◆ **Extract to read**:
Sunday, June 12, 2016

What an adorable little lesbian

Howdy all,
                I know that this is supposed to be a humorous blog, but sometimes something so terrible happens that I have to stop and say my piece sans the dick jokes. After the recent tragedy in Orlando where 50 people were shot and killed and another 50+ were wounded I just can’t help but think of “What if Elizabeth ended up being a lesbian”? I have been pondering this question all day and I guess I will have to walk you through my thought process.
                We spent the whole weekend in Milwaukee to see some friends and go to a Brewer’s game (There will be a whole separate post on those events later). On Saturday, we dressed The Ewok up in a little Brewer’s onesie and she looked god damn adorable! But…it was actually a “boy’s” outfit. It was all white, had stitching like a baseball and said Milwaukee Brewers. The whole game, my wife and I had people asking “How old is he?”. We decided to act cool and not correct anyone since it’s an honest mistake. But I was really bummed out with how strong gender stereotypes are in America. Just because Da Butt isn’t in pink with a frilly dress, doesn’t mean she is a boy. It is freaking ridiculous. I have mentioned before that I was not raised with strong male gender definitions. I had a single mom, so she did her best to fill both roles. She attempted to get me into sports, but I really didn’t care for it. I ended up doing the play in high school where I caught sooooooo much shit from the guys in my school. “Only girls do the play fag!” Which may be true, the ratio was firmly more females than males, but that meant I was hanging out with the ladies all day while those dudes were rolling on the ground in a giant man-pile and then showering together. So…
                My own mother had asked me if I was gay at one point. It had been a while since I had a girlfriend. We were sitting on the couch and out of nowhere she asked if I was gay. She was quick to say that it was fine if I was, but she was just wondering. I explained that no, I wasn’t gay and that I just hadn’t had any girls that interested me for a while. It was just bizarre at the time, but I really do believe that it would not have made a single difference in the way she treated or loved me, but she was genuinely interested in my life. She had a few gay friends when I was younger, so she was obviously cool with it and I guess I just never really thought about it until I got older and I had several friends that came out. Now, I have several gay, lesbian, transgender, bisexual friends. I pick on them about being gay like I pick on my friend for being ginger. It is an easy attribute to run with, but it doesn’t actually change my opinion on them. They pick on me for being fat and we go back and forth. One could say we have a gay old time…but everyone else would roll their eyes at that terrible pun.

◆ **Extracted records**:
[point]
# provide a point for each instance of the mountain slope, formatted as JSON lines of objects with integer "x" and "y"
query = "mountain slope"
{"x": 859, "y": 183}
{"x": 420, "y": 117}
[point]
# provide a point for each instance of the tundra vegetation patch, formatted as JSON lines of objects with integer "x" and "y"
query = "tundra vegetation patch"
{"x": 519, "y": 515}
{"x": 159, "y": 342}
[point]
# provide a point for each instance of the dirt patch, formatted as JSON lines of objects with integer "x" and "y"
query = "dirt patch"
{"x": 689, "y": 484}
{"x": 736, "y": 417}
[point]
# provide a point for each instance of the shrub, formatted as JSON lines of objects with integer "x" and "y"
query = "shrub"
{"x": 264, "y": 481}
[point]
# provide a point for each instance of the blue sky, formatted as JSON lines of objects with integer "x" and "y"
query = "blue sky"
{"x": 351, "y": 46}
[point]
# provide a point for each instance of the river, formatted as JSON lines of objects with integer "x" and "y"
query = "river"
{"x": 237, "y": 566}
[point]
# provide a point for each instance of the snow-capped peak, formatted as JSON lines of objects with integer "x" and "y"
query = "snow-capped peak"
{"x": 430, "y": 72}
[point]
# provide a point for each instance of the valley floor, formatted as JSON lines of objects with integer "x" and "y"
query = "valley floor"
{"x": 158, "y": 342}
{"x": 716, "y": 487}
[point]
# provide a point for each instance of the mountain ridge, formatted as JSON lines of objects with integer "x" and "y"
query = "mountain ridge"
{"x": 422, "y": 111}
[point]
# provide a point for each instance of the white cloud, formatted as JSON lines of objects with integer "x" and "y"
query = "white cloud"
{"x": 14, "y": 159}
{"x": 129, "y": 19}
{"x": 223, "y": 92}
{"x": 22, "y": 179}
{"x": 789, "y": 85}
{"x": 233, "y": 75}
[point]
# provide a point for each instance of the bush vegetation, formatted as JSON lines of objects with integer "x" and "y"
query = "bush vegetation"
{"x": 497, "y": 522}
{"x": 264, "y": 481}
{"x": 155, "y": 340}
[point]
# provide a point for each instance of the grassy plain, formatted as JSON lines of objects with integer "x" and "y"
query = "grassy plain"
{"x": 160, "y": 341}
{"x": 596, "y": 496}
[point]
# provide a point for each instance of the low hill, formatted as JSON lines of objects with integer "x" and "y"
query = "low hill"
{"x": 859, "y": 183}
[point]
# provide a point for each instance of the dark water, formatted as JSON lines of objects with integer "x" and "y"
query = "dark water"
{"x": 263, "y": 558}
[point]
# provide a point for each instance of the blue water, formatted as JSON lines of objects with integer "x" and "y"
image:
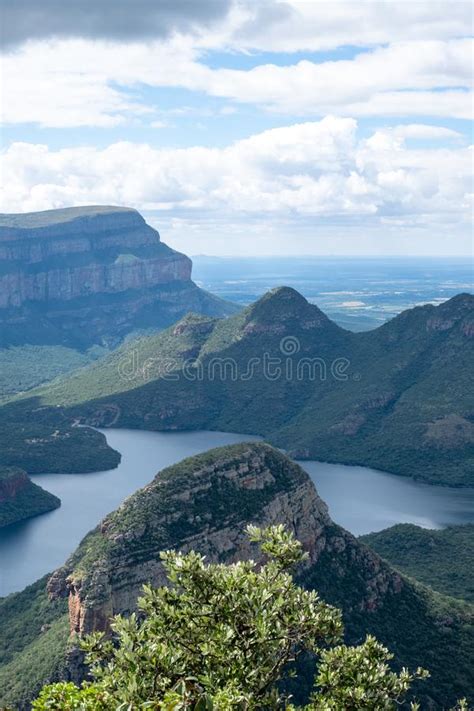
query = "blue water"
{"x": 357, "y": 292}
{"x": 359, "y": 498}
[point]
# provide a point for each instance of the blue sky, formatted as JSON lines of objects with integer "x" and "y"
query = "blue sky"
{"x": 271, "y": 128}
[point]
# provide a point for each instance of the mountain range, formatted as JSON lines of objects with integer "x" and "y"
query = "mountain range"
{"x": 75, "y": 282}
{"x": 204, "y": 503}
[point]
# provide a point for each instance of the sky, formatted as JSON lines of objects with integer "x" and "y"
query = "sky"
{"x": 244, "y": 127}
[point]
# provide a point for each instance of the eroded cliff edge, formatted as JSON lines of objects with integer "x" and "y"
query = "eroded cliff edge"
{"x": 204, "y": 503}
{"x": 90, "y": 275}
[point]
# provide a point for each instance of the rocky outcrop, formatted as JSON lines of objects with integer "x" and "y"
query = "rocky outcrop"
{"x": 204, "y": 504}
{"x": 90, "y": 275}
{"x": 12, "y": 481}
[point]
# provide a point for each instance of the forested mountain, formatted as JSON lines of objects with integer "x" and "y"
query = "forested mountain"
{"x": 204, "y": 503}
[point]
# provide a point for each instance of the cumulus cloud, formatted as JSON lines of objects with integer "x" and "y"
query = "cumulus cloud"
{"x": 305, "y": 171}
{"x": 75, "y": 82}
{"x": 298, "y": 25}
{"x": 120, "y": 20}
{"x": 266, "y": 25}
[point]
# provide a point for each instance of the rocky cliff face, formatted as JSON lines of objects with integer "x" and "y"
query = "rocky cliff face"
{"x": 12, "y": 481}
{"x": 90, "y": 275}
{"x": 205, "y": 504}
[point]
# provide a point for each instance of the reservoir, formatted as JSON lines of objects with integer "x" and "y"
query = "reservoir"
{"x": 360, "y": 499}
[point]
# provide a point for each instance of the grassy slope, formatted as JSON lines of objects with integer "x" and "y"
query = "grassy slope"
{"x": 441, "y": 559}
{"x": 420, "y": 627}
{"x": 33, "y": 641}
{"x": 25, "y": 367}
{"x": 406, "y": 405}
{"x": 31, "y": 500}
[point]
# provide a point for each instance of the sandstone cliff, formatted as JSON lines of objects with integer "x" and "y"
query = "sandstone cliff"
{"x": 204, "y": 503}
{"x": 90, "y": 275}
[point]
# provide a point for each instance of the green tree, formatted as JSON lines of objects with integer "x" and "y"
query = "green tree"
{"x": 221, "y": 637}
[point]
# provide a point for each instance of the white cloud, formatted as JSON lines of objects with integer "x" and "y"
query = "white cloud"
{"x": 315, "y": 25}
{"x": 298, "y": 174}
{"x": 78, "y": 82}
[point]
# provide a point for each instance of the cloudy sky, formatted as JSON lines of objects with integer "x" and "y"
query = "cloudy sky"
{"x": 244, "y": 126}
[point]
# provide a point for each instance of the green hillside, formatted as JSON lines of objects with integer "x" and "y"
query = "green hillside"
{"x": 399, "y": 398}
{"x": 444, "y": 559}
{"x": 205, "y": 503}
{"x": 20, "y": 498}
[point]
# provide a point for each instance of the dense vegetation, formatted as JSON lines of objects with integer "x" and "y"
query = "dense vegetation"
{"x": 24, "y": 367}
{"x": 33, "y": 640}
{"x": 209, "y": 499}
{"x": 441, "y": 559}
{"x": 221, "y": 637}
{"x": 20, "y": 498}
{"x": 39, "y": 440}
{"x": 381, "y": 398}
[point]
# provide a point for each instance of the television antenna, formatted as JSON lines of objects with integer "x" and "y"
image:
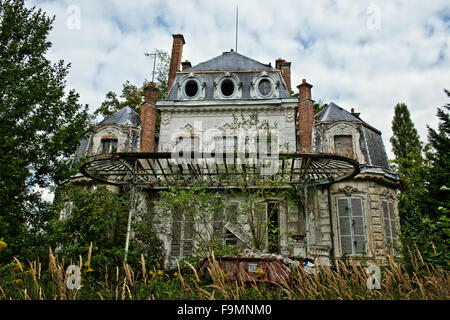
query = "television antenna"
{"x": 155, "y": 56}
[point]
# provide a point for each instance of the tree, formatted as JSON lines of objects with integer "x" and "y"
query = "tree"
{"x": 100, "y": 217}
{"x": 405, "y": 139}
{"x": 436, "y": 202}
{"x": 40, "y": 124}
{"x": 132, "y": 95}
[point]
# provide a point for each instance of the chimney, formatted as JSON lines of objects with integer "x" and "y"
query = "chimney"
{"x": 286, "y": 71}
{"x": 278, "y": 63}
{"x": 175, "y": 60}
{"x": 148, "y": 119}
{"x": 185, "y": 65}
{"x": 305, "y": 116}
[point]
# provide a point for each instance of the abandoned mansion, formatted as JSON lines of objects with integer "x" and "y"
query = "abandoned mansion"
{"x": 233, "y": 118}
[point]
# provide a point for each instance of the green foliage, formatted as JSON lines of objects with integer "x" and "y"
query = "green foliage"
{"x": 41, "y": 124}
{"x": 100, "y": 217}
{"x": 133, "y": 96}
{"x": 424, "y": 197}
{"x": 405, "y": 139}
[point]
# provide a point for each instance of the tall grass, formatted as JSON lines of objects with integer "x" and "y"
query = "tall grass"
{"x": 347, "y": 281}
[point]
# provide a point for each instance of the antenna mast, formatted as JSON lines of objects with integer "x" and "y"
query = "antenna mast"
{"x": 237, "y": 24}
{"x": 155, "y": 54}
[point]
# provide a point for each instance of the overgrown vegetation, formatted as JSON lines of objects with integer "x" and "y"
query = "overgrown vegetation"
{"x": 347, "y": 282}
{"x": 424, "y": 197}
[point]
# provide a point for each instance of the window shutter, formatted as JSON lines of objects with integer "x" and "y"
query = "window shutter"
{"x": 392, "y": 218}
{"x": 386, "y": 222}
{"x": 351, "y": 225}
{"x": 344, "y": 226}
{"x": 175, "y": 248}
{"x": 359, "y": 240}
{"x": 218, "y": 225}
{"x": 260, "y": 220}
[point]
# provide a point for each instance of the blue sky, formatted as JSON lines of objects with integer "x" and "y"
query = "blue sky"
{"x": 367, "y": 55}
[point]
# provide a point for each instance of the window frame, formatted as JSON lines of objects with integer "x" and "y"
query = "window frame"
{"x": 352, "y": 234}
{"x": 389, "y": 243}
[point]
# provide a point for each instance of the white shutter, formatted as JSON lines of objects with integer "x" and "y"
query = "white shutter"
{"x": 175, "y": 247}
{"x": 390, "y": 230}
{"x": 345, "y": 233}
{"x": 351, "y": 225}
{"x": 359, "y": 238}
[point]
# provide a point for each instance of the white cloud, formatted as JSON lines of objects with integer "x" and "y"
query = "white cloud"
{"x": 328, "y": 42}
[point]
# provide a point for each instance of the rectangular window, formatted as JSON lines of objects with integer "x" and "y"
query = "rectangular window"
{"x": 182, "y": 235}
{"x": 351, "y": 225}
{"x": 390, "y": 230}
{"x": 225, "y": 144}
{"x": 109, "y": 146}
{"x": 343, "y": 145}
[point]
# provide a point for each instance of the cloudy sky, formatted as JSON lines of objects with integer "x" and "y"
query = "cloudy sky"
{"x": 368, "y": 55}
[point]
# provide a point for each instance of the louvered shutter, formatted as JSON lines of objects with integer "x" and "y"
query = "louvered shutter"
{"x": 386, "y": 222}
{"x": 345, "y": 226}
{"x": 188, "y": 235}
{"x": 260, "y": 221}
{"x": 175, "y": 248}
{"x": 218, "y": 225}
{"x": 359, "y": 239}
{"x": 392, "y": 218}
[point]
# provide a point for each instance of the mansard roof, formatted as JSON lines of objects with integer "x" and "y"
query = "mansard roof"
{"x": 333, "y": 112}
{"x": 244, "y": 68}
{"x": 125, "y": 116}
{"x": 371, "y": 141}
{"x": 231, "y": 61}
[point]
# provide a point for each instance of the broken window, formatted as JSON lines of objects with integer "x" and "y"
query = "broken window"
{"x": 390, "y": 230}
{"x": 352, "y": 236}
{"x": 182, "y": 235}
{"x": 231, "y": 214}
{"x": 225, "y": 144}
{"x": 343, "y": 145}
{"x": 109, "y": 146}
{"x": 188, "y": 144}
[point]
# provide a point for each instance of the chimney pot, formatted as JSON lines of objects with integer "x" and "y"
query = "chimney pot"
{"x": 305, "y": 116}
{"x": 175, "y": 59}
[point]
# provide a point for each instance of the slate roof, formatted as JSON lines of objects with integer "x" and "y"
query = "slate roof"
{"x": 371, "y": 142}
{"x": 333, "y": 112}
{"x": 230, "y": 61}
{"x": 125, "y": 116}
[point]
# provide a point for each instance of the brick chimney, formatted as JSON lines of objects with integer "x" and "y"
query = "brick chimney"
{"x": 285, "y": 68}
{"x": 148, "y": 118}
{"x": 175, "y": 60}
{"x": 305, "y": 116}
{"x": 185, "y": 65}
{"x": 286, "y": 71}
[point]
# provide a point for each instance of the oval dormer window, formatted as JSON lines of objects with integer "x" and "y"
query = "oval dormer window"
{"x": 227, "y": 87}
{"x": 265, "y": 87}
{"x": 191, "y": 88}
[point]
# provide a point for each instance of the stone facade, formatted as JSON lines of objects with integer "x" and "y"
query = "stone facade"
{"x": 354, "y": 218}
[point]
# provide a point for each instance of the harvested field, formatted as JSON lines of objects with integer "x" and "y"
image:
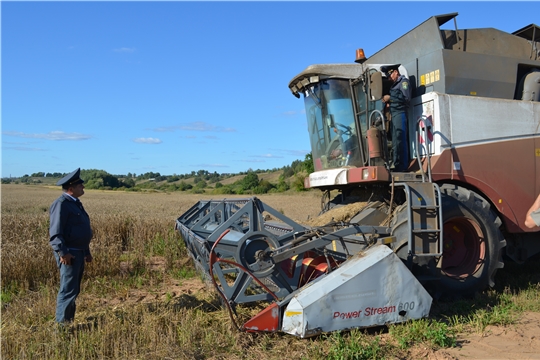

◆ **The tasks**:
1 > From the blog post above, extract the stretch from "Sunday, June 12, 2016" through "my thought process.".
2 > Continue the blog post above from where it stops.

◆ **Results**:
1 >
Sunday, June 12, 2016

What an adorable little lesbian

Howdy all,
                I know that this is supposed to be a humorous blog, but sometimes something so terrible happens that I have to stop and say my piece sans the dick jokes. After the recent tragedy in Orlando where 50 people were shot and killed and another 50+ were wounded I just can’t help but think of “What if Elizabeth ended up being a lesbian”? I have been pondering this question all day and I guess I will have to walk you through my thought process.

2 >
                So what would happen if Elizabeth ended up being a lesbian? Nothing would change other than I would be even more protective! The first time someone tried making fun of her or making her feel bad about herself, I would lose my shit. I would be a reverse hate crime. To me, Ewok being a lesbian would actually be the best case scenario. In this scenario she would of course end up dating my and my wife’s good friends’ daughter and they would get married, end up adopting a wonderful child (or I.F. either way), I would end up being a grandpa, and my friend and I would be related through marriage and have a legit reason to hang out all of the time. Bonus, she wouldn’t get pregnant in high school. Not to say that that is the worst thing to ever happen to a person, I have several friends that had kids in high school and they say it is the best thing that ever happened to them. But let’s be fair…it wasn’t exactly Plan A either. How awesome would that be? Would I love her less? Hell no. Would anything really change in how I feel about my daughter? Again… hell no. The idea that someone would disown their child just because they love someone of the same gender, is just crazy to me.
                What is even crazier is that some asshat, that doesn’t like what two consenting adults do with their genitals in the privacy of their own home, shoots 100 people. What the ever loving hell?! I will be perfectly honest, I don’t care for gay sex either. But I have found a great way to deal with that…I don’t do it! I don’t worry about what consenting adults do with their genitals! There are soooo many great reasons to hate somebody, but what they do with their genitals in their own home, isn’t one of them. I couldn’t even imagine being the parent of one of the victims and having to hear that my child was shot while they were out dancing with their partner for the soul reason that they are gay…it sickens me with just the thought of being in those shoes.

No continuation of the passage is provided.